YOUR ASSIGNMENT — If a line in the listing carries the word "sneaker", return a copy of that line.
-------- GIVEN INFORMATION
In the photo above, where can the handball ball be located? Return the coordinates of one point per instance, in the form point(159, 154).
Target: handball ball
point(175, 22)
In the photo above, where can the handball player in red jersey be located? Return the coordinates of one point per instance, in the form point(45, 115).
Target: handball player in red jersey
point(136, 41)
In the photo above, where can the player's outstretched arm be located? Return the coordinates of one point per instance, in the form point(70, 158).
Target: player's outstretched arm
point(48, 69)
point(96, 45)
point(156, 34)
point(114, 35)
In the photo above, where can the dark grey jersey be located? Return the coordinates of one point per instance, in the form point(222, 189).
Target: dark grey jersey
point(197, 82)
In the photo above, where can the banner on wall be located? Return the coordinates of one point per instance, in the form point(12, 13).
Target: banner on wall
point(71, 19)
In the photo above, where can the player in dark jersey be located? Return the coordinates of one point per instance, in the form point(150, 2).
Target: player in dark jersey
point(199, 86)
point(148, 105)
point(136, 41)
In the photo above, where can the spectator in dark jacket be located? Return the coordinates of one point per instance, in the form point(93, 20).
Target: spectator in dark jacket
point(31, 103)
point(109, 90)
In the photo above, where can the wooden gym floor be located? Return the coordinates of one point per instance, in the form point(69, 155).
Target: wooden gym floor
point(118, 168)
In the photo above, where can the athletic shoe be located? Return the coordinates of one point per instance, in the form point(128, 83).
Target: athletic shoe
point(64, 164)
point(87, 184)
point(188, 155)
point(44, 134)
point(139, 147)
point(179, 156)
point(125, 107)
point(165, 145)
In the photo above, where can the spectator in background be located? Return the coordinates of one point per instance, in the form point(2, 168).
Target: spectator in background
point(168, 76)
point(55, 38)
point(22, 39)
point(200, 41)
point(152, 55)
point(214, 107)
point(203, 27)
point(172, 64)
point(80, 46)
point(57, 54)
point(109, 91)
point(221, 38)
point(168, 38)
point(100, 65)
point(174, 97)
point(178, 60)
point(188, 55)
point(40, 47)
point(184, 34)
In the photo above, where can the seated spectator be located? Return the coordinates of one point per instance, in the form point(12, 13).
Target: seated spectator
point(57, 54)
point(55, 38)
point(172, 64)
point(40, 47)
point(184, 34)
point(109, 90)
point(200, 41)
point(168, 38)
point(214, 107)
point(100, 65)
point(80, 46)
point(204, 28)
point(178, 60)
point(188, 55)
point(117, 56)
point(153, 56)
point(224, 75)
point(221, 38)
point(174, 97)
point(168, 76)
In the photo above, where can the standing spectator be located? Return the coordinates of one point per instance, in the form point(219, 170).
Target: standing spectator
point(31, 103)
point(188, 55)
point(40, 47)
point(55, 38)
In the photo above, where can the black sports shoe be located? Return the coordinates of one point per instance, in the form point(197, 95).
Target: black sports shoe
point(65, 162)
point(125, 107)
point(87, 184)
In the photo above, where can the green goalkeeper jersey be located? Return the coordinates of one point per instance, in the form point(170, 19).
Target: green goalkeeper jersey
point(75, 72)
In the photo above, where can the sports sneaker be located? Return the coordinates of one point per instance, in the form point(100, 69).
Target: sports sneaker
----------------
REPLY TO THE TASK —
In the photo above, where can the sports sneaker be located? Return the coordinates of one point per instance, in the form point(100, 69).
Target: sports sneaker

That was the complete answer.